- **Check your understanding**
1 - Could you output the stretch of the article on the Fauna Foundation from "The Fauna Foundation protects" through "roughly a year."?
2 - Answer these questions using the article on the Fauna Foundation:
(a) In what year was the sanctuary founded, and by whom?
(b) How many volunteers make up CARA?
(c) What title does Mary Lee Jensvold hold?
3 - Can you write the next part of the article on the Fauna Foundation's chimpanzee sanctuary, starting after its final sentence?

- **Provided text**
The Fauna Foundation protects roughly 80 animals who were previously exploited by humans
On Nov. 26, members of the Concordia Animal Rights Association (CARA) hosted a yoga class fundraiser for the Fauna Foundation, Canada’s one and only chimpanzee sanctuary located in Carignan, Quebec, on the south shore of Montreal.
CARA’s goal was not only to encourage participants to donate during the event, but also to raise awareness about the sanctuary, founded in 1997 by Gloria Grow.
“We work to promote compassion towards all living beings, we encourage people to adopt a vegan lifestyle and have compassion for animals,” said Lara Mackenzie, president of CARA. Seven executives and 130 volunteers make up CARA, and they work closely with organizations such as the SPCA, PETA and Mercy For Animals. Mackenzie has been volunteering at Fauna for roughly a year.
Fauna’s sanctuary provides permanent protection for about 80 animals, including chimps, farm animals and other wildlife from human exploitation. Animals at the sanctuary may have been neglected, victims of abuse, medical research animals or used for human entertainment. A team of caregivers provides them with resources to live a healthy, happy life, which includes shelter, food, medical attention and companionship, according to their official website.
“Caregiver is a great word because it’s really about service and about giving to them what we can,” said Mary Lee Jensvold, associate director of the Fauna Foundation. “The model that we use to think about the role [of a caregiver] is to think about other institutional settings where you care for the residents with compassion or with respect. So that would be like a well-rounded nursing home, or hospital situation, as opposed to other kinds of institutions where the residents are treated without respect and are imprisoned.”
Prior to being a volunteer at Fauna, Mackenzie said she didn’t realize how similar chimps were to humans. “They look into your eyes, and it’s like looking into a human’s eyes,” she said.

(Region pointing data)

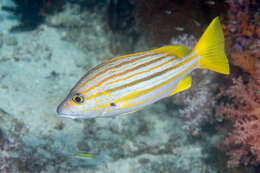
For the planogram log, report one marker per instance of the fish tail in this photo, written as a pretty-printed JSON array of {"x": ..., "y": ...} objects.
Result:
[{"x": 211, "y": 49}]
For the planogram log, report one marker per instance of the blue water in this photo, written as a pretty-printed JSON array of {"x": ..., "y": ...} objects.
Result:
[{"x": 44, "y": 53}]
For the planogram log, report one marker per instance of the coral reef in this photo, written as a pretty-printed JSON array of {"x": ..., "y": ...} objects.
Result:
[
  {"x": 240, "y": 102},
  {"x": 164, "y": 19},
  {"x": 32, "y": 13},
  {"x": 38, "y": 68}
]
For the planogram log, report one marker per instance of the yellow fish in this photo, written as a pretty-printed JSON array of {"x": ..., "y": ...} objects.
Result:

- **Expected results**
1 -
The Fauna Foundation protects roughly 80 animals who were previously exploited by humans
On Nov. 26, members of the Concordia Animal Rights Association (CARA) hosted a yoga class fundraiser for the Fauna Foundation, Canada’s one and only chimpanzee sanctuary located in Carignan, Quebec, on the south shore of Montreal.
CARA’s goal was not only to encourage participants to donate during the event, but also to raise awareness about the sanctuary, founded in 1997 by Gloria Grow.
“We work to promote compassion towards all living beings, we encourage people to adopt a vegan lifestyle and have compassion for animals,” said Lara Mackenzie, president of CARA. Seven executives and 130 volunteers make up CARA, and they work closely with organizations such as the SPCA, PETA and Mercy For Animals. Mackenzie has been volunteering at Fauna for roughly a year.

2 -
(a) 1997, by Gloria Grow
(b) 130
(c) Associate director of the Fauna Foundation

3 -
Like humans, the chimps have different personalities and needs, too. “It’s important to know about their backgrounds so you can tailor the care of them,” Jensvold said. “For example, for Tatu and Loulis, we’ve made it a priority for them to have folks on the project who know sign language.”
On their website, each chimp has a biography which includes their name, date of birth, where they came from, how they were exploited and how they ended up at Fauna.
“Chimps are a good way for people to understand our relationship with the rest of nature, because chimpanzees are so like us. In our culture we often view others as different [than] us, and that allows us to exploit them,” said Jensvold. When people bridge that human-chimp gap, it’s no longer easy to enter into exploitive and abusive relationships with them, she said.
Fauna has an eight-week visiting intern program for students, where they are directly involved in taking care of the chimps. They also get to complete a non-invasive observational research project, looking at how the chimps utilize the facility, Jensvold explained.
Mackenzie’s advice for students is simple: just get involved. “There are so many opportunities and so many animal welfare organizations that need help all the time,” she said. Through CARA, students can work with nonprofits like Fauna, directly and indirectly.
On Dec. 3 in the JMSB lobby, CARA is hosting a vegan bake sale to raise money to build a new home for three bears in Thailand living in extremely small enclosures.